# Fat leaking inside pit boss barrel



## Smokerbozz (Jun 9, 2020)

Hi. 
I cooked 3 briskets for family and friends this last week and after each cook I did a total cleaning of the burning pot. Today I decided to give a good cleaning and to my total surprise, there is a ton of fat in the bottom of the barrel. Is this normal? It is my first pellet smoker and I’m really bummed with this. Any help and tips are appreciated .


----------



## How2doit? (Jun 10, 2020)

I just bought my first smoker. Following


----------



## pineywoods (Jun 10, 2020)

What model Pit Boss did do you have?  Is the smoker pretty close to level?  Most of them have a plate that sits above the fire pot and goes almost end to end of the smoker. That plate has to be put in correctly otherwise it will not drain correctly and eventually you will have a fire in there (don't ask me how I know that) You should have gotten a bucket to hang on the outside more than likely the right side and that is where it should drain to as the plate when properly installed will slant towards it. 
Be sure to let us know if any of that worked or we need to think about other causes


----------



## Shaunlap (Jun 10, 2020)

i experience this with my Traeger as well. The plate spans the whole length but not quite the width. If i have meat hanging out too close to the front or back edges drippings get down in there. Typically if this happens the smoker gets a good cleaning after i let it cool down for about half an hour. I would say its normal in this case and it is just resolved by having your meat over the drip pan or using some aluminum foil to funnel the edges onto the drip pan. Hope this helps


----------



## How2doit? (Jun 10, 2020)

Written task 1:
In the pellet smoker thread, replace "bucket" with "pail" and write out everything from "I just bought" down to "slant towards it.".
Written task 2:
According to the pellet smoker thread, how long does Shaunlap let the smoker cool down before giving it a good cleaning?
Written task 3:
Go on with the pellet smoker thread from the point where it stops.

[Stored data]
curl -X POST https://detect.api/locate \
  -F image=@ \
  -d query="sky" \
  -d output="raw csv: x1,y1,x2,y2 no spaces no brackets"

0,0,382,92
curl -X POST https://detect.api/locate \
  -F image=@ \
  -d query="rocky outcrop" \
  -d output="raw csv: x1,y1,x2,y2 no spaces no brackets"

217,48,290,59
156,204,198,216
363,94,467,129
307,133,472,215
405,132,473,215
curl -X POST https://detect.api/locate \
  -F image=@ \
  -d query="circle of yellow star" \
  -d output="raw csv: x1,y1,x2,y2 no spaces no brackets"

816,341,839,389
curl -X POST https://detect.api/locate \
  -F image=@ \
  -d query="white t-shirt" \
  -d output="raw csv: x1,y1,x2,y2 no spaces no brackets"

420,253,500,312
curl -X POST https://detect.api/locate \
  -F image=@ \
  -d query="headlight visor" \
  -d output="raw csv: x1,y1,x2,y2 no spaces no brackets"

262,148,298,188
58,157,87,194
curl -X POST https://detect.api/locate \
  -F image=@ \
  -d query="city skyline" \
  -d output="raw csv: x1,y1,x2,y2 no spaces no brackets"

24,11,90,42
...
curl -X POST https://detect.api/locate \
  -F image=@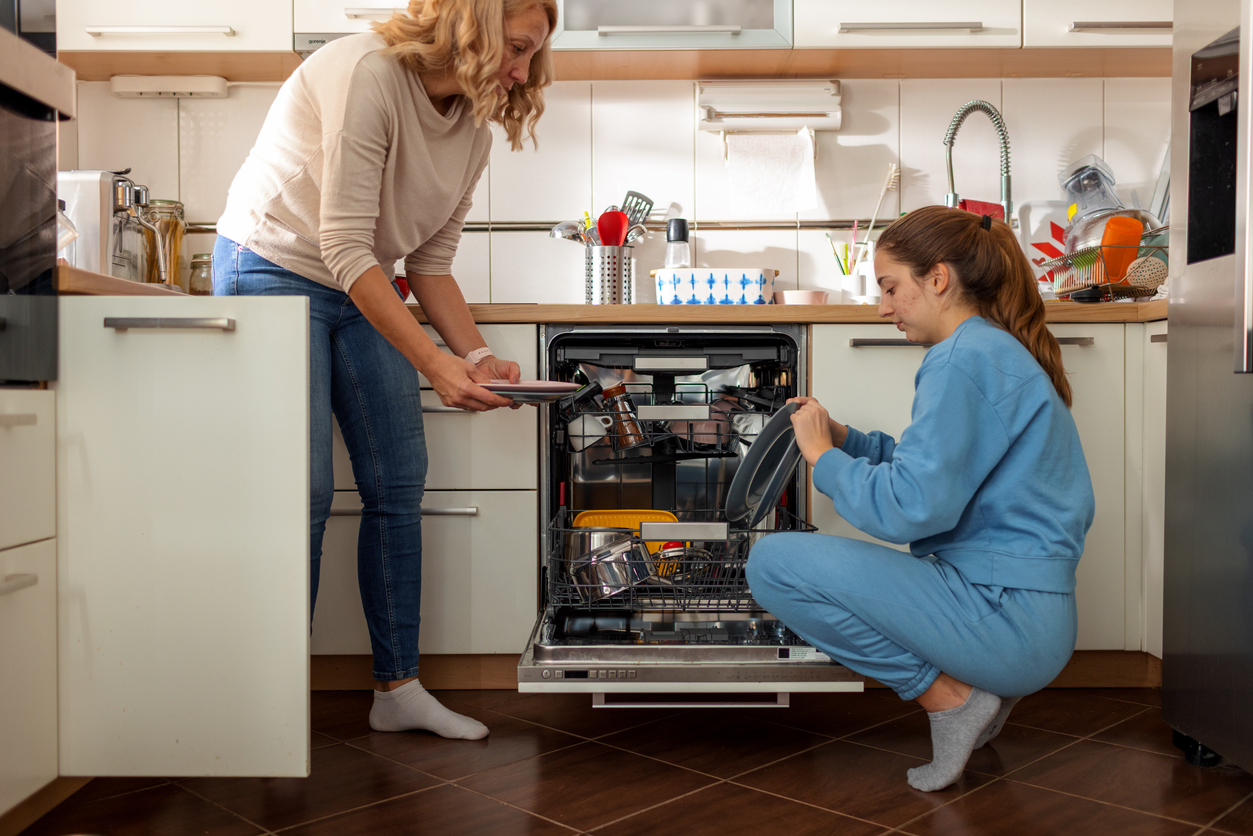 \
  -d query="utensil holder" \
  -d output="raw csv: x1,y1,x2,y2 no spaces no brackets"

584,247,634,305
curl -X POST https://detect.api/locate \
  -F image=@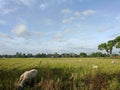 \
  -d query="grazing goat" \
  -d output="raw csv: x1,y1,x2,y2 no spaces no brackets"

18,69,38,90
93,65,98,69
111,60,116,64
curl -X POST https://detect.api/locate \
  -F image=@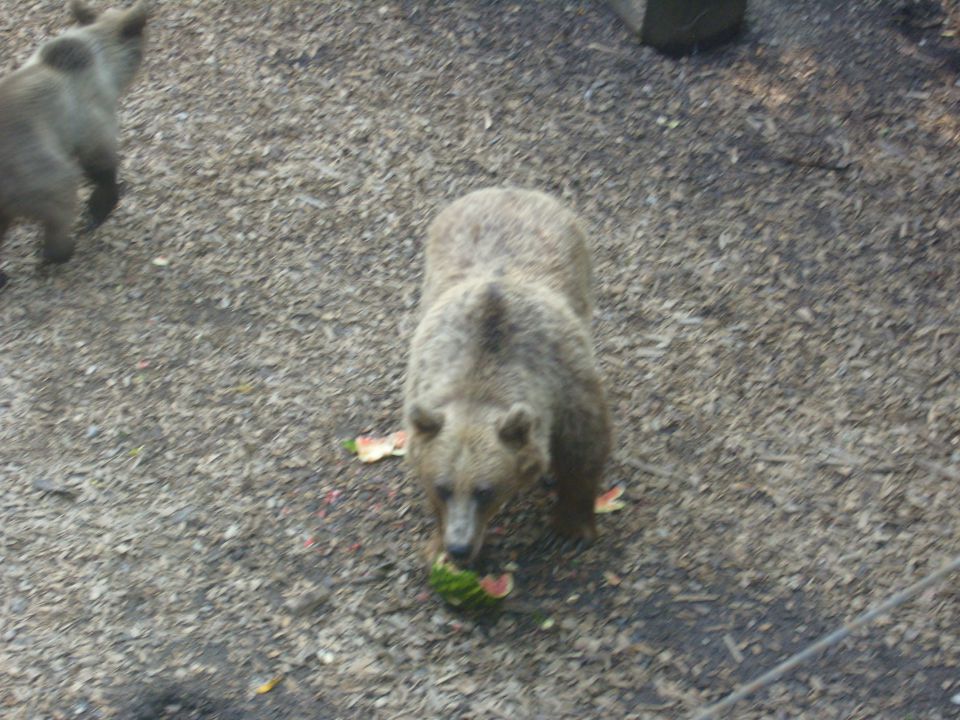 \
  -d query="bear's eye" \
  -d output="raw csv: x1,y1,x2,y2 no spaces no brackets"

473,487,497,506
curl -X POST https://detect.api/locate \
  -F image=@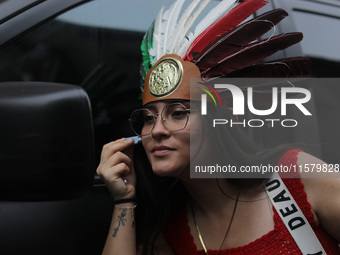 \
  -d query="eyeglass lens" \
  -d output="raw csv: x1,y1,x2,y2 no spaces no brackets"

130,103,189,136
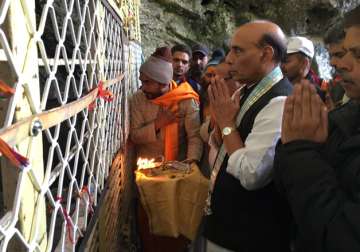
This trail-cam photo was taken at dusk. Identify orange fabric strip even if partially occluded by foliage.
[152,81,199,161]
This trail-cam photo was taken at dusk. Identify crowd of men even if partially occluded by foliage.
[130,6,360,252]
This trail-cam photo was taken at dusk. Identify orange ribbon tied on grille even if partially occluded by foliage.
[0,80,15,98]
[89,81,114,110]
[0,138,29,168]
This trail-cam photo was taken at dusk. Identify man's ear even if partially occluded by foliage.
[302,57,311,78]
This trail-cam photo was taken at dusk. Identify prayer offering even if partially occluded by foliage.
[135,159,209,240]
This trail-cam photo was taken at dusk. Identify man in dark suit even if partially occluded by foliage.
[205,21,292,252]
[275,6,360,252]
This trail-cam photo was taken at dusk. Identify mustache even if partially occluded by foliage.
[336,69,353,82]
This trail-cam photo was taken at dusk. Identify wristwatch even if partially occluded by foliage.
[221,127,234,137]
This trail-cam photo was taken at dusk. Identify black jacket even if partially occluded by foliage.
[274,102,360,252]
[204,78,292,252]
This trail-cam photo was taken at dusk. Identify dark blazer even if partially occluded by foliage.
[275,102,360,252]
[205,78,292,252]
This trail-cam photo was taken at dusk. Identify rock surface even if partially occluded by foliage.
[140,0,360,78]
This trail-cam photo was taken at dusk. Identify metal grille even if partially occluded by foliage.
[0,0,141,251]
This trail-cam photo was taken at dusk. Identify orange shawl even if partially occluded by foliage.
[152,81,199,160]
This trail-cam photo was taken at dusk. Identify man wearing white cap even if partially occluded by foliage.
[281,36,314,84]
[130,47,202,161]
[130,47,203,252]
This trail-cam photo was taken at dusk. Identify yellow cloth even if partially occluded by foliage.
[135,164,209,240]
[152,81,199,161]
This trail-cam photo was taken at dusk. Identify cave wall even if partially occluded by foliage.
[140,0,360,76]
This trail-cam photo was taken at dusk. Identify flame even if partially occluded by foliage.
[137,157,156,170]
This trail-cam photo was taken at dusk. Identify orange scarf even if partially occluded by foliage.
* * *
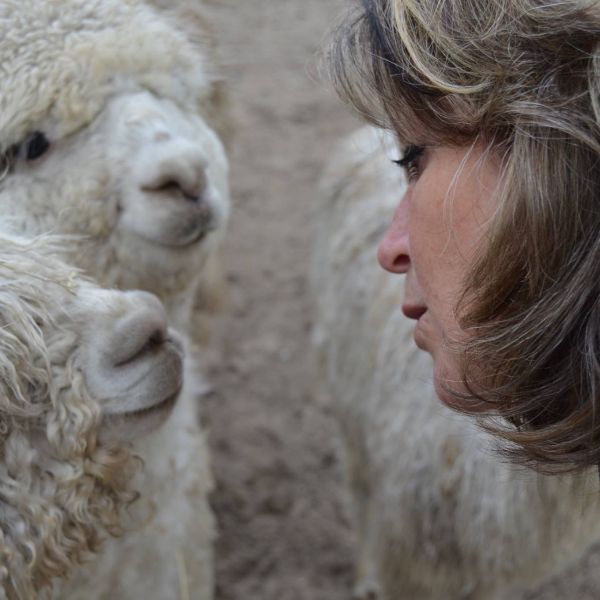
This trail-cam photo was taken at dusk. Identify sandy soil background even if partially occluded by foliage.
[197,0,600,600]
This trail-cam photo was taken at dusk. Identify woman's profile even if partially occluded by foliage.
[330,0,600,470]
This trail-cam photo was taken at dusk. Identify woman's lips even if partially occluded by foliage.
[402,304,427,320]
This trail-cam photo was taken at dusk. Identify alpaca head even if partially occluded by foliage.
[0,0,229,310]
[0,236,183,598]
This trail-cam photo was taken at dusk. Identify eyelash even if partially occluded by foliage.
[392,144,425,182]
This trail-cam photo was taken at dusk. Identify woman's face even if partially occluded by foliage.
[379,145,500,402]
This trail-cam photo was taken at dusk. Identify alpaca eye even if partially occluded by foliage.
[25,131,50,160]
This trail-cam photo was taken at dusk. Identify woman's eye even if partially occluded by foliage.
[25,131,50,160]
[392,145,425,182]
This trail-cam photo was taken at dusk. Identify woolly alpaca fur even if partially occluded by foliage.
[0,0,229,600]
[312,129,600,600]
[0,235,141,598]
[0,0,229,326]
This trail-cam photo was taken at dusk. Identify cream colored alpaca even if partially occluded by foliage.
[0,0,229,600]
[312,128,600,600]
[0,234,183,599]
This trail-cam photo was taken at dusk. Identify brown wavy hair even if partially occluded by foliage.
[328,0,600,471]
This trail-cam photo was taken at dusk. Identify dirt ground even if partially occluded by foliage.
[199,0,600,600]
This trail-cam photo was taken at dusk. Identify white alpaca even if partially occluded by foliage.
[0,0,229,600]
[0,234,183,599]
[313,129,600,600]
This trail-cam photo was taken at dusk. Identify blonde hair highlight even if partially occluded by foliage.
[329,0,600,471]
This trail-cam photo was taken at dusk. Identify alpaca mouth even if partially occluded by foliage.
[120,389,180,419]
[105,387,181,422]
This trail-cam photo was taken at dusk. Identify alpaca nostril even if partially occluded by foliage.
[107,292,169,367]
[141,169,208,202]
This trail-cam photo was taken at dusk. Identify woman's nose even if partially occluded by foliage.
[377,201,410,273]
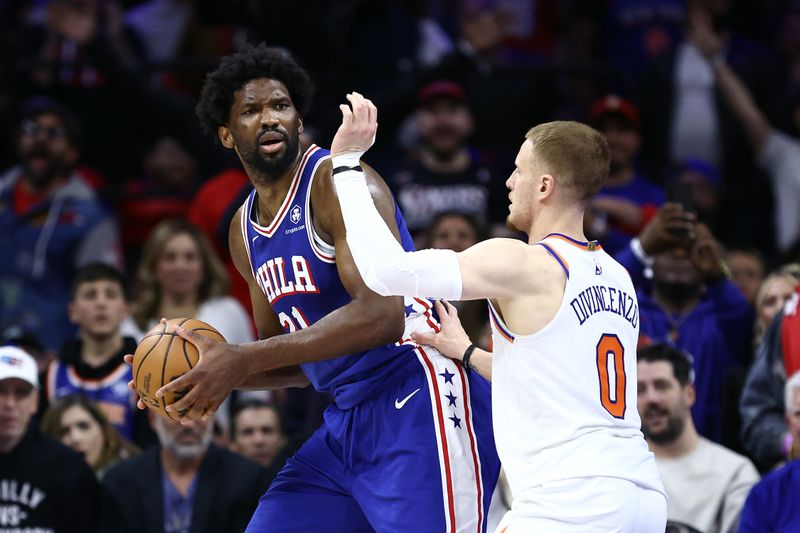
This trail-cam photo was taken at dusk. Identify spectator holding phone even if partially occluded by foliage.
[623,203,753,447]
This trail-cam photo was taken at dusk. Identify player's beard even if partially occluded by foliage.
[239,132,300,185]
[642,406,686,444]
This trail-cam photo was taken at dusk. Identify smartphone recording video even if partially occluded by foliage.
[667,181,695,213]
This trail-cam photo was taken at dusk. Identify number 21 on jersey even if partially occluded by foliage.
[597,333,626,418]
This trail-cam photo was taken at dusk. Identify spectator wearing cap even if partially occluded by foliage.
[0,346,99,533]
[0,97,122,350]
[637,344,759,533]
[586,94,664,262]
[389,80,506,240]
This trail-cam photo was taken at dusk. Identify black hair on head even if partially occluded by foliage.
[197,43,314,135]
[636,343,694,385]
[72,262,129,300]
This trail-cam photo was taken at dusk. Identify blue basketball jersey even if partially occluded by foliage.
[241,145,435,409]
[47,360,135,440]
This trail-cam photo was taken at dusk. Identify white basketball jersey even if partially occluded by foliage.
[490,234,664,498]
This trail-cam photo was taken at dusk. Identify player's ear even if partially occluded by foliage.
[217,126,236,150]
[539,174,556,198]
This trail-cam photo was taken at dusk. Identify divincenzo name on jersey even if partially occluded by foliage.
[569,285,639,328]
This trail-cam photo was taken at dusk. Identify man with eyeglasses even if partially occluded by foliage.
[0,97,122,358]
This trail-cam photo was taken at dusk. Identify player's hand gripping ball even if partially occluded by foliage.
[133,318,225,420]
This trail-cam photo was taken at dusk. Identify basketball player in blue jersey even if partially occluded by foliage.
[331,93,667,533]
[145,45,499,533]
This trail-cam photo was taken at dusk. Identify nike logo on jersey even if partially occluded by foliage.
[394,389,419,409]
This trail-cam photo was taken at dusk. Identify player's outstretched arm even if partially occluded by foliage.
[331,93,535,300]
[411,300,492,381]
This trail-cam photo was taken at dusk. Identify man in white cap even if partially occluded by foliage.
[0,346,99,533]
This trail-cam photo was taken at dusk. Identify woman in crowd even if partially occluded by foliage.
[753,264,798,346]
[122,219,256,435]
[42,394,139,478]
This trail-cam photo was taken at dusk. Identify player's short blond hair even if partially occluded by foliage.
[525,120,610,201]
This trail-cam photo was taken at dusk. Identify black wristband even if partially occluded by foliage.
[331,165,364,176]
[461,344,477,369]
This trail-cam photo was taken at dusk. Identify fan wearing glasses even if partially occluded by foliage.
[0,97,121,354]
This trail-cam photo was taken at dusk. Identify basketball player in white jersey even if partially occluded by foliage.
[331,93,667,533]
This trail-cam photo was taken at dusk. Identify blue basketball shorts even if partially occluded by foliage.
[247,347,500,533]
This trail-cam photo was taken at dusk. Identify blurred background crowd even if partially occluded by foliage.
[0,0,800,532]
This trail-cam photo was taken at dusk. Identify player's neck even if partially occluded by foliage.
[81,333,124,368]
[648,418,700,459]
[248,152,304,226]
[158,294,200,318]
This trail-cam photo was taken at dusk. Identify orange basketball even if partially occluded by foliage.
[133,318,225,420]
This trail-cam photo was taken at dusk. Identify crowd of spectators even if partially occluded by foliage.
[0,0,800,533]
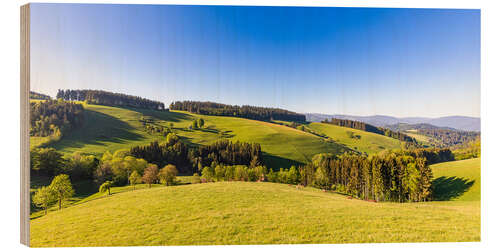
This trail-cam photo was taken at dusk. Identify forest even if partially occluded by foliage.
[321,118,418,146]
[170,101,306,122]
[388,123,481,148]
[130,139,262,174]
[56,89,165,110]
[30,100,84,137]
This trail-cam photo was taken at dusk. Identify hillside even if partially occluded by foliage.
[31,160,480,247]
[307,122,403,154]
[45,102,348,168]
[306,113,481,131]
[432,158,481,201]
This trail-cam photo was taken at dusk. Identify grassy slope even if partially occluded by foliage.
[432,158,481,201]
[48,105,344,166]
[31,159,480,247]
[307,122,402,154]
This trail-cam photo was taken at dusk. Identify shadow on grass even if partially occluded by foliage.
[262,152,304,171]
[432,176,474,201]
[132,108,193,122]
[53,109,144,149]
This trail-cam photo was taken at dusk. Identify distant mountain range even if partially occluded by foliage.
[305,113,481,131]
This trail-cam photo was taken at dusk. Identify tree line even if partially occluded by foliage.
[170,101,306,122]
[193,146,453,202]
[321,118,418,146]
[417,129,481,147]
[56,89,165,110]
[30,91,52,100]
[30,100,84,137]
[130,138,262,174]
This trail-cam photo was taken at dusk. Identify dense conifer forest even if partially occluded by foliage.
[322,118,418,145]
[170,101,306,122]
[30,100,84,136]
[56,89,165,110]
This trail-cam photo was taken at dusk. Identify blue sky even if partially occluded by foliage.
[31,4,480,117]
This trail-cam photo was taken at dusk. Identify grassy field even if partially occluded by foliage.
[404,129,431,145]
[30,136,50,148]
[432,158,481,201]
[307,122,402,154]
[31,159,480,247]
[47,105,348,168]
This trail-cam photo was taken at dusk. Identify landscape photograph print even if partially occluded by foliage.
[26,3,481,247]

Final result 1:
I just bought my first smoker. Following


----------



## pineywoods (Jun 10, 2020)

What model Pit Boss did do you have?  Is the smoker pretty close to level?  Most of them have a plate that sits above the fire pot and goes almost end to end of the smoker. That plate has to be put in correctly otherwise it will not drain correctly and eventually you will have a fire in there (don't ask me how I know that) You should have gotten a pail to hang on the outside more than likely the right side and that is where it should drain to as the plate when properly installed will slant towards it.

Final result 2:
About half an hour.

Final result 3:
pineywoods said:


> What model Pit Boss did do you have?  Is the smoker pretty close to level?  Most of them have a plate that sits above the fire pot and goes almost end to end of the smoker. That plate has to be put in correctly otherwise it will not drain correctly and eventually you will have a fire in there (don't ask me how I know that) You should have gotten a bucket to hang on the outside more than likely the right side and that is where it should drain to as the plate when properly installed will slant towards it.
> Be sure to let us know if any of that worked or we need to think about other causes
> [/QUOT


----------



## How2doit? (Jun 10, 2020)

I did check so many times and seems like the plate is in the correct position. The amount of fat is large and I’m really concerned of smoking anything again and get fire all over. I did a little leak test with plain water, and absolutely nothing seems to be leaking. What are the chances that my smoker may be having something really wrong with it?


----------



## mike guy (Jun 10, 2020)

I am not sure about pit boss, but I would not say that's normal with my pellet smoker.  Grease in the barrel would start to concern me.  If it mixes with the ash, it can form a very flammable slurry near the burn pot.  My understanding is grease in the barrel / near the burn pot is how the weber surefire was catching fire.

Maybe it's completely fine with the geometry you have in that cooker.  Not trying to sound the alarm, just saying that I haven't seen it on any of my clean outs and it would concern me.


----------



## How2doit? (Jun 10, 2020)

mike guy said:


> I am not sure about pit boss, but I would not say that's normal with my pellet smoker.  Grease in the barrel would start to concern me.  If it mixes with the ash, it can form a very flammable slurry near the burn pot.  My understanding is grease in the barrel / near the burn pot is how the weber surefire was catching fire.
> 
> Maybe it's completely fine with the geometry you are have in that cooker.  Not trying to sound the alarm, just saying that I haven't seen it on any of my clean outs and it would concern me.


I am there. Scared and afraid of smoking anything again. Is it possible to return a grill after use if there is a issue with it? I bough 45 days ago and this is extremely frustrating...


----------



## pineywoods (Jun 10, 2020)

You didn't say what model Pit Boss you have


----------



## How2doit? (Jun 10, 2020)

pineywoods said:


> You didn't say what model Pit Boss you have


I apologize. It is the Pit Boss 820


----------



## BigW. (Jun 10, 2020)

Did you get any fat inside the grease bucket?  Is the hole plugged?  I'd give it a good cleaning, check to make sure tray is good, hole unplugged etc.  Then fire it up for dinner.  I would not be to concerned.


----------



## How2doit? (Jun 10, 2020)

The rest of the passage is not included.